===== Information shown =====

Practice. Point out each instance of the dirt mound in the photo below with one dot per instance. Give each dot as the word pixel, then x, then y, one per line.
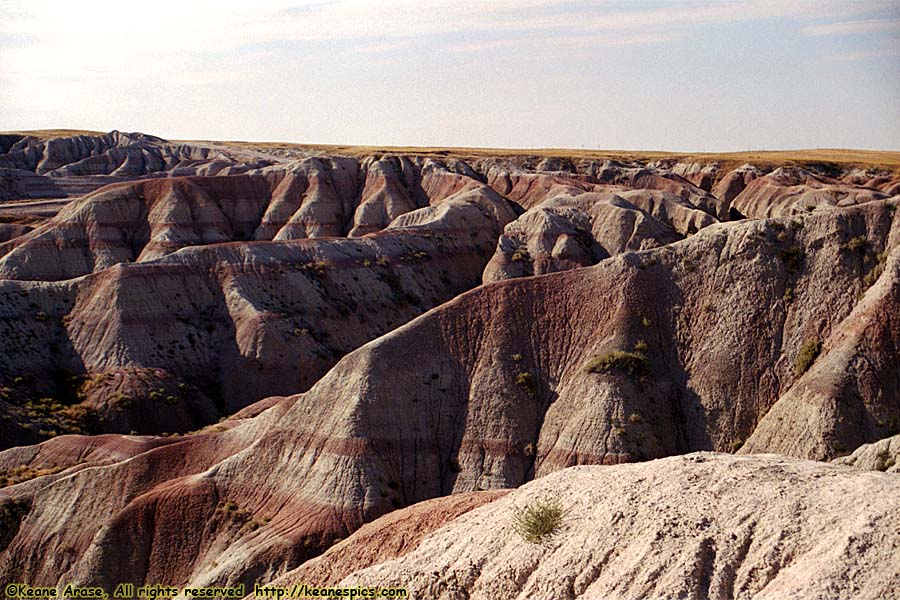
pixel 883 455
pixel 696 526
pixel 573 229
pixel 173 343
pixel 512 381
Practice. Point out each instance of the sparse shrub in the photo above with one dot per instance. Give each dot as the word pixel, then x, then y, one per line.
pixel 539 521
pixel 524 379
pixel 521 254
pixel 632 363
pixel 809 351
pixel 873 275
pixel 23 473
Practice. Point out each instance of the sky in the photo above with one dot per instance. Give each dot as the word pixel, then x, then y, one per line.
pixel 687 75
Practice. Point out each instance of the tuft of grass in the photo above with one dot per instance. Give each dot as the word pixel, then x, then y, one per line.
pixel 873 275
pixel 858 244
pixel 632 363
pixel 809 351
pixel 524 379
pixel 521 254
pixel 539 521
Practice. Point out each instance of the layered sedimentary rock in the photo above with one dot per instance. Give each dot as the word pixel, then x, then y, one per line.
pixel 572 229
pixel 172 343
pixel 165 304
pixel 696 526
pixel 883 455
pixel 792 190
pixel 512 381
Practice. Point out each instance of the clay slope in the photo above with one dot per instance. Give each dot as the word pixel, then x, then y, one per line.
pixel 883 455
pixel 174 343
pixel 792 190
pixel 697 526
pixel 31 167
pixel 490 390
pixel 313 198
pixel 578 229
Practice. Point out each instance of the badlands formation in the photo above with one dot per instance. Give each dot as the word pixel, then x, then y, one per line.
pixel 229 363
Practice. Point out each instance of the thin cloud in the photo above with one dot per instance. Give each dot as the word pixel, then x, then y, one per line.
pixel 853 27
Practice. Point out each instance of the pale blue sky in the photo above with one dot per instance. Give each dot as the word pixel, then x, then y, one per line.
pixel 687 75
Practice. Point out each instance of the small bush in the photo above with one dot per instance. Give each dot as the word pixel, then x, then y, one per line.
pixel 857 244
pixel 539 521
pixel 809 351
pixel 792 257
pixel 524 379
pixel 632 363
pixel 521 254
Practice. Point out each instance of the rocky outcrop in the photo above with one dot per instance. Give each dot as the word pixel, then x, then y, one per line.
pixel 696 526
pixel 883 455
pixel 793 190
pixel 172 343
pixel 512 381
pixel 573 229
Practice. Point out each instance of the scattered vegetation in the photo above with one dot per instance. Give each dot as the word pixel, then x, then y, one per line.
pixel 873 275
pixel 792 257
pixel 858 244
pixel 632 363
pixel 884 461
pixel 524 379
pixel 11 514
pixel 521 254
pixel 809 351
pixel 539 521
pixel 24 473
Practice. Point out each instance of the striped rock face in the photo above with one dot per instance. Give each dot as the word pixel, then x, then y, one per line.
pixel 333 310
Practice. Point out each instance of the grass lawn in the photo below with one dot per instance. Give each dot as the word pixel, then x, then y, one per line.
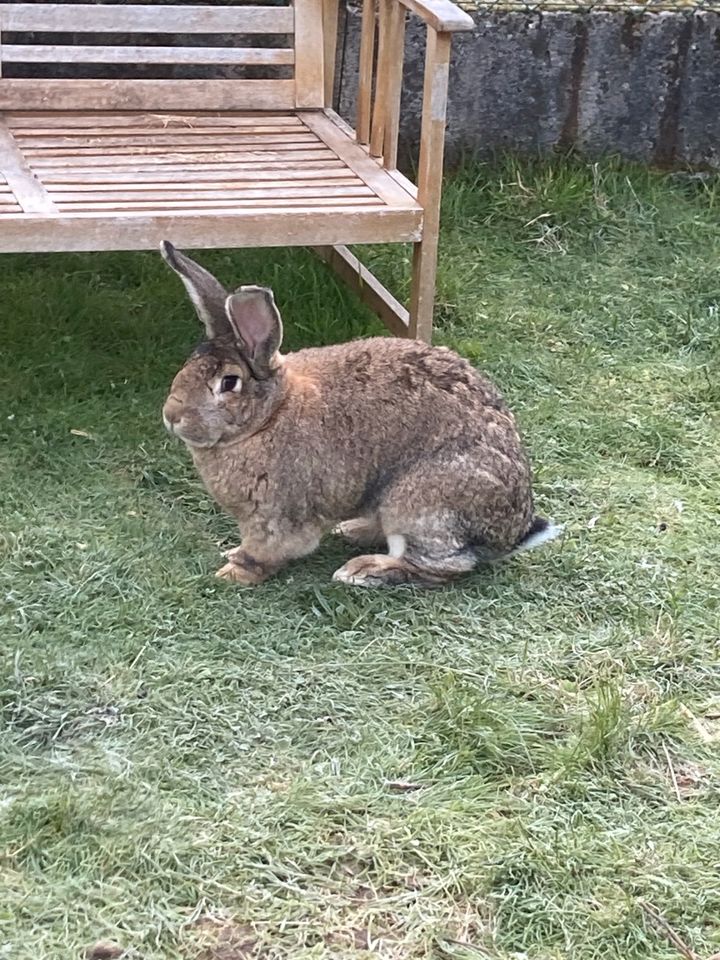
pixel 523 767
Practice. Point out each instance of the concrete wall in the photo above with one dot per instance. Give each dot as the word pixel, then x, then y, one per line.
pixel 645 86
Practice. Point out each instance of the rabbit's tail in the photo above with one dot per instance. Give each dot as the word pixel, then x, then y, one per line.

=====

**What this task involves**.
Reproduce every record above exactly, omitting the pictures.

**Written answer**.
Practice. Point out each instance of the dirt mound in the photo below with one dot per instance. Give each dot as the word pixel, then x, then y, one per line.
pixel 883 455
pixel 696 526
pixel 573 229
pixel 173 343
pixel 512 381
Practice. Point out each instance of the sparse shrub in the photo above with one dot per instance. Give each dot as the word pixel, then x, then y, one per line.
pixel 539 521
pixel 524 379
pixel 521 254
pixel 632 363
pixel 809 351
pixel 873 275
pixel 23 473
Practice. Point out each instance of the sky in the photo above with one dot per instance. Give each dot as the word pixel, then x, then y, one per line.
pixel 687 75
Practice. Point out each instance of the tuft of grass in the photo above with one dot per instance. Give each dot as the word pixel, then x, then y, one per line.
pixel 873 275
pixel 858 244
pixel 632 363
pixel 809 351
pixel 524 379
pixel 521 254
pixel 539 521
Practice. Point out each instance of the layered sedimentary rock in the photo above with one dot per instance. Give each dot as the word pixel, then x, then y, one per line.
pixel 572 229
pixel 172 343
pixel 165 304
pixel 696 526
pixel 883 455
pixel 792 190
pixel 512 381
Practice. Point out each instance of the clay slope in the photo above with one dot per instance. Give each dot as the word pixel, then x, then y, one per line.
pixel 883 455
pixel 174 343
pixel 792 190
pixel 697 526
pixel 31 167
pixel 490 390
pixel 313 198
pixel 578 229
Practice. Point out each instance of the badlands formation in the photo above with one dot per instance. Give each dot as the word pixel, then x, then y, one per line.
pixel 229 363
Practice. Point out each instance of the thin cloud in the photo above with one dot per instance. Give each dot as the word pixel, then x, then y, one per line.
pixel 853 27
Practice. Point out each instance of the pale blue sky in the photo above with one dot per instance. Give each dot as the word pixel, then x, then y, one per line.
pixel 687 75
Practice. Point out each instance of the small bush in the photo above with one dot per instance. Give each dot as the word pixel, then x, then y, one per line.
pixel 857 244
pixel 539 521
pixel 809 351
pixel 792 257
pixel 524 379
pixel 632 363
pixel 521 254
Practice. Point out each instance of the rocky outcrop in the photo above with one dot per instance. Give each dot as the word pixel, then x, then y, one per line.
pixel 696 526
pixel 883 455
pixel 793 190
pixel 172 343
pixel 512 381
pixel 573 229
Practice. Point out each instance of the scattered vegetation in the photo above with one dot per instance. Give each dot as the word pixel, then x, then y, one per line.
pixel 873 275
pixel 792 257
pixel 858 244
pixel 632 363
pixel 884 461
pixel 524 379
pixel 11 514
pixel 521 254
pixel 809 351
pixel 539 521
pixel 24 473
Practice. Point out each instance of the striped rock face in the photo above with one dot per instance. Give each dot as the word pixel, then x, then y, one per line.
pixel 333 310
Practice. Point out each instance of the grass lawn in the photo below with one dot per instance. Give each dot as the word pixel, then x, then y, one per line.
pixel 523 767
Practice. Point out each instance of the concrete wall in the photo above with one dot per instance. Give each dot as the word pixel, then x, then y, one per line.
pixel 645 86
Practice. Point out each instance of the rabbit's tail in the photo above with one dot per instance. Give each dot as the word pixel, then x, then y, one per line.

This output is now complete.